### PROBLEM STATEMENT
Of the records that follow, copy only the lines from the line containing "Target: green grass blade" to the line containing "Sample: [(652, 73)]", both included, exactly as written.

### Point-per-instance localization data
※

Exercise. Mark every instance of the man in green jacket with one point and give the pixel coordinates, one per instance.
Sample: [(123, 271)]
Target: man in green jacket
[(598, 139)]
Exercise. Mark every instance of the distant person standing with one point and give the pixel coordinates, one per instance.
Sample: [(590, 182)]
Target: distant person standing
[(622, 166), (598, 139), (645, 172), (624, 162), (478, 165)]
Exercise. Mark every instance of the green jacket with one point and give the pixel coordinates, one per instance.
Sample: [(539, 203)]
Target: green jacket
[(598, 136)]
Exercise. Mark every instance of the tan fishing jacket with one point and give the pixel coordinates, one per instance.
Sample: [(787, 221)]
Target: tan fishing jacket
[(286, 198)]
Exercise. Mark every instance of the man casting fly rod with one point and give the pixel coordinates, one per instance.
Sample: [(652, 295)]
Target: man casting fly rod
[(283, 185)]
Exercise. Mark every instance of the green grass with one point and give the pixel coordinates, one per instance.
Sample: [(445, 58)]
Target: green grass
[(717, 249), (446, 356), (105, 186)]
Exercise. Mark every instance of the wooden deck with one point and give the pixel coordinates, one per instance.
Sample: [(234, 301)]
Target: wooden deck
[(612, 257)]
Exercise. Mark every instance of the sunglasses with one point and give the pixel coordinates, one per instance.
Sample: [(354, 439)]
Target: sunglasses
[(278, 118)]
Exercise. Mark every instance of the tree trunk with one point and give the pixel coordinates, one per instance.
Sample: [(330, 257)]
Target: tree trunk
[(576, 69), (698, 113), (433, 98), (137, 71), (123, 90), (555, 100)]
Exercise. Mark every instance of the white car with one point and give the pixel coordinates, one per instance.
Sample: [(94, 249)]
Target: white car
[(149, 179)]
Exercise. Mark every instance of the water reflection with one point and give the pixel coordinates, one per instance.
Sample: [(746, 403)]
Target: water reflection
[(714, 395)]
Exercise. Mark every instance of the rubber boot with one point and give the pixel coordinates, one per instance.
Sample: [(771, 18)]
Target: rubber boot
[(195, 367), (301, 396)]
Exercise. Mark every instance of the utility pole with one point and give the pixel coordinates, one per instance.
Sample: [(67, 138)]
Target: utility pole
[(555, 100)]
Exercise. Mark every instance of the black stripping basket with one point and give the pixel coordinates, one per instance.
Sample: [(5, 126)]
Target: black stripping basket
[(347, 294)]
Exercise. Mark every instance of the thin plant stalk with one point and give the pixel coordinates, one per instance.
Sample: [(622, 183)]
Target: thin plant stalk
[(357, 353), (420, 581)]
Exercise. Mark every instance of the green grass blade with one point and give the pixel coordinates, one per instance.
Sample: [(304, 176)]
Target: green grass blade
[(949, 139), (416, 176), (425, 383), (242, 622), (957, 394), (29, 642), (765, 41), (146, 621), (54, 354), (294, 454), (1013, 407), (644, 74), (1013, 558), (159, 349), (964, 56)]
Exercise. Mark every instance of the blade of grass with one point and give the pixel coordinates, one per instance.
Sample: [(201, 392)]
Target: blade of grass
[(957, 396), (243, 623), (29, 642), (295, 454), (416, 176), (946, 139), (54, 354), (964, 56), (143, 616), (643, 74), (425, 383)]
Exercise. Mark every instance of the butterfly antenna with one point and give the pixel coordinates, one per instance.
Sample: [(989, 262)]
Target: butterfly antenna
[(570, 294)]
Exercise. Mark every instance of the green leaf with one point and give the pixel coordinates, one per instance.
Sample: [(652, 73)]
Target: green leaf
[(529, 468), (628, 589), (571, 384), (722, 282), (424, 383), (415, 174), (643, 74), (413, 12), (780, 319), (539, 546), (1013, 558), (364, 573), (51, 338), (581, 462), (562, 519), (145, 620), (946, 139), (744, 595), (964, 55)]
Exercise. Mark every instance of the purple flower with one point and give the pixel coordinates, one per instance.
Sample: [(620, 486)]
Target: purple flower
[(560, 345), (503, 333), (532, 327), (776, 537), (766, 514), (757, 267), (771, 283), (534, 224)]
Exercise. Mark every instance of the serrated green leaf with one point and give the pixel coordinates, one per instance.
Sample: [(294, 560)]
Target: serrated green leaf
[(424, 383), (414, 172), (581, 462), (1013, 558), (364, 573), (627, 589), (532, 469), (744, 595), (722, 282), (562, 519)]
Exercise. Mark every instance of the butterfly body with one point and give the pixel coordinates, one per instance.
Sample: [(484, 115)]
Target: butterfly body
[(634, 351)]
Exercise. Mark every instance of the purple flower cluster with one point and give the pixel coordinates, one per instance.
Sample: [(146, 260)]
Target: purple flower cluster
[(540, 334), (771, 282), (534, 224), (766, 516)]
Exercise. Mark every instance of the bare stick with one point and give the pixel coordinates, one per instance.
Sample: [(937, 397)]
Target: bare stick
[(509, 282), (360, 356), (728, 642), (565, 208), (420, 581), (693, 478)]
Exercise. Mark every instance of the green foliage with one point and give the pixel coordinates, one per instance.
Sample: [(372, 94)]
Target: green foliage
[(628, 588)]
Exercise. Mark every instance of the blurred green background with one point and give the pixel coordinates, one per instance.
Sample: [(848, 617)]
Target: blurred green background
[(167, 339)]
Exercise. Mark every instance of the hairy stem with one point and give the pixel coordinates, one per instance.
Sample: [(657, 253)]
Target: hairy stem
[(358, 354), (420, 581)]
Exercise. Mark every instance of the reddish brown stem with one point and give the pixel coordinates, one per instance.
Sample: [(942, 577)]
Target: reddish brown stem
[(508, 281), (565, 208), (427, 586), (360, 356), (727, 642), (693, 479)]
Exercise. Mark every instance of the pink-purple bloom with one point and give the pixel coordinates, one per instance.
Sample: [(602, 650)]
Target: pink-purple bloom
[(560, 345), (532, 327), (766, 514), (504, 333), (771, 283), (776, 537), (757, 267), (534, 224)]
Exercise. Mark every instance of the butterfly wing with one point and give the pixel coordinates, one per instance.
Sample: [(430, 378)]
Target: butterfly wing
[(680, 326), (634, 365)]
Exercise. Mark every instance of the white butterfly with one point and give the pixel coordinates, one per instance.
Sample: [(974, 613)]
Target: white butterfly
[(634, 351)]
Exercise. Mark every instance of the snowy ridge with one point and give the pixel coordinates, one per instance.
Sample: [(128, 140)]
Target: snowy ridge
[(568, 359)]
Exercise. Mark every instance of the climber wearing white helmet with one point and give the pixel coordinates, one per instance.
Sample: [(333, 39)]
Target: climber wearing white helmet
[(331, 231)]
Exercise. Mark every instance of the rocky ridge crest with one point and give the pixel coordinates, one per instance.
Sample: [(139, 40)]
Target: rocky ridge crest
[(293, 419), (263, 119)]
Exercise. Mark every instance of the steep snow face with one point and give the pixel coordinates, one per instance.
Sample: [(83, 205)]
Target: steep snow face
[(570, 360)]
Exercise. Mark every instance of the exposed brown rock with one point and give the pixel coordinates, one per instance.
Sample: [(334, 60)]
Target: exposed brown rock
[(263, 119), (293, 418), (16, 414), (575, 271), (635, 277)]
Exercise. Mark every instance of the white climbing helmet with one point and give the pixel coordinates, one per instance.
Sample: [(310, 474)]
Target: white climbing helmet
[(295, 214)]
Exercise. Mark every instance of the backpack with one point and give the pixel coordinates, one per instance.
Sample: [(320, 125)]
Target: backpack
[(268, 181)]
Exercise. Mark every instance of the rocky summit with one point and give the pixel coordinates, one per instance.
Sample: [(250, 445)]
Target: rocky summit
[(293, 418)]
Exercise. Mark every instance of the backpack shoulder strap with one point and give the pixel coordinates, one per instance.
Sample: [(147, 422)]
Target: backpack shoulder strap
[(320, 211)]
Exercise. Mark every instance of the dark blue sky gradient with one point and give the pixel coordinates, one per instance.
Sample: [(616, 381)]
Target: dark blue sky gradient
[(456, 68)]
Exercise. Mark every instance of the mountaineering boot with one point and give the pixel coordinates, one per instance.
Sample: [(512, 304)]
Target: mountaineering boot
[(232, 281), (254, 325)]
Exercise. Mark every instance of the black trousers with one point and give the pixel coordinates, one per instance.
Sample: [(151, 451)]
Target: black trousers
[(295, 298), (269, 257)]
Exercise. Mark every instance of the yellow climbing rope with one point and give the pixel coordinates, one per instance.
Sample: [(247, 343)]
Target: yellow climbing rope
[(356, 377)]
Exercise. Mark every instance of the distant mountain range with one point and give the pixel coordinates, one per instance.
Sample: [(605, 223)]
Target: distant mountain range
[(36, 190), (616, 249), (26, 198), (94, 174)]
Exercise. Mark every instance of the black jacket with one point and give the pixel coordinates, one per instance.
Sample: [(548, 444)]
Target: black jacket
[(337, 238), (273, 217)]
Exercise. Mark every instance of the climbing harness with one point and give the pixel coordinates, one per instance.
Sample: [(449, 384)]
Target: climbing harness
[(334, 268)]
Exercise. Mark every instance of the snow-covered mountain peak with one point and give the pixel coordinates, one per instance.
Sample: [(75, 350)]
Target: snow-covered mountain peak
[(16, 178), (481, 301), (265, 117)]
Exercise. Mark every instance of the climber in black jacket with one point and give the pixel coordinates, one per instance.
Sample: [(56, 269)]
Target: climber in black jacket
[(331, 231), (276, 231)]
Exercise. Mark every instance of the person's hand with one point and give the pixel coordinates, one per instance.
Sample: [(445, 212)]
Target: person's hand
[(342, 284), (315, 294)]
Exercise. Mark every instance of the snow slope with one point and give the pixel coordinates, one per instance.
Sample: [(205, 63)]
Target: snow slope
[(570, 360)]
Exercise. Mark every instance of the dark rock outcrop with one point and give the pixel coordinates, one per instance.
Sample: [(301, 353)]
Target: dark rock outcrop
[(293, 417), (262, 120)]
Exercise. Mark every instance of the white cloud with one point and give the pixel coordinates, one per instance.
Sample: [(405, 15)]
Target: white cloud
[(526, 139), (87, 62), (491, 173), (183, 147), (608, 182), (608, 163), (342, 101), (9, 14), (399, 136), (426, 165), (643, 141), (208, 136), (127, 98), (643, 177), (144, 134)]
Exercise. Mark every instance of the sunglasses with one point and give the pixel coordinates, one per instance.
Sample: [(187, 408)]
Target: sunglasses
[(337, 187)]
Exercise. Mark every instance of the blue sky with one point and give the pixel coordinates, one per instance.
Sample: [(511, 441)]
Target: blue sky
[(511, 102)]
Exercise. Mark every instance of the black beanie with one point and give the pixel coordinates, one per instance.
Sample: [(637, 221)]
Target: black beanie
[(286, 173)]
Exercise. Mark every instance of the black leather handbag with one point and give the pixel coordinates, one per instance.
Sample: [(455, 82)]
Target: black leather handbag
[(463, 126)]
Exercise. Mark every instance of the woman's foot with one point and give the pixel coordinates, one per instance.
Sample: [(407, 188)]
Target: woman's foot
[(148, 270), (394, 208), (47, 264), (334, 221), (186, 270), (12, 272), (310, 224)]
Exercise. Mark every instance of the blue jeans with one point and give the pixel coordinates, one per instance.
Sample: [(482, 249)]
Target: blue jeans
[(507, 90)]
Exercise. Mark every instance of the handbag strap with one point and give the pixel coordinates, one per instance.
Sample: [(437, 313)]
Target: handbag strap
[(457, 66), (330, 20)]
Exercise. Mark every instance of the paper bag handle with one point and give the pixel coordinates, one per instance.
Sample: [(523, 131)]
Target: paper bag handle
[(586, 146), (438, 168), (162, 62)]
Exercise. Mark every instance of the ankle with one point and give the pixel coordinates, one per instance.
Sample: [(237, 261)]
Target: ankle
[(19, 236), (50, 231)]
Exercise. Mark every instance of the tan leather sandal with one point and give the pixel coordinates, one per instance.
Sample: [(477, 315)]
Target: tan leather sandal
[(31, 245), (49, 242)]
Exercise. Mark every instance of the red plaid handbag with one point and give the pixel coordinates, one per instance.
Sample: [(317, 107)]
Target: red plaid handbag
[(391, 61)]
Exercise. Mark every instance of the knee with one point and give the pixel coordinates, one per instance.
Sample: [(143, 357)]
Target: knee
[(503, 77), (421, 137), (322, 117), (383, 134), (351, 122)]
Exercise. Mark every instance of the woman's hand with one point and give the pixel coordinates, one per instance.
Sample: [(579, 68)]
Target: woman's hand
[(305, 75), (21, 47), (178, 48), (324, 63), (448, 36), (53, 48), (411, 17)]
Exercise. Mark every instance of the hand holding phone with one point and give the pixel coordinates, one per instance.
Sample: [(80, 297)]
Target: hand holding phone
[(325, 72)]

※

### OUTPUT
Target: green grass blade
[(949, 139), (416, 176), (425, 383), (242, 622), (957, 394), (29, 642), (765, 41), (146, 621), (54, 354), (294, 454), (1013, 407), (644, 74), (1013, 558), (159, 349), (964, 56)]
Exercise. Mark every instance of the blade of grass with one point and give the pixel coordinates, one per instance.
Sample: [(201, 392)]
Target: blade of grass
[(957, 396), (243, 623), (29, 642), (295, 454), (416, 176), (946, 139), (54, 354), (964, 56), (143, 616), (643, 74), (425, 383)]
Exercise. Mark every instance of the butterfly antenna with one point and give the pixel coordinates, one per instance.
Sample: [(989, 262)]
Target: butterfly antenna
[(570, 294)]
Exercise. Mark every instance of the green leaf with one point and give the pixel coordinates, one per instance.
Sample: [(652, 73)]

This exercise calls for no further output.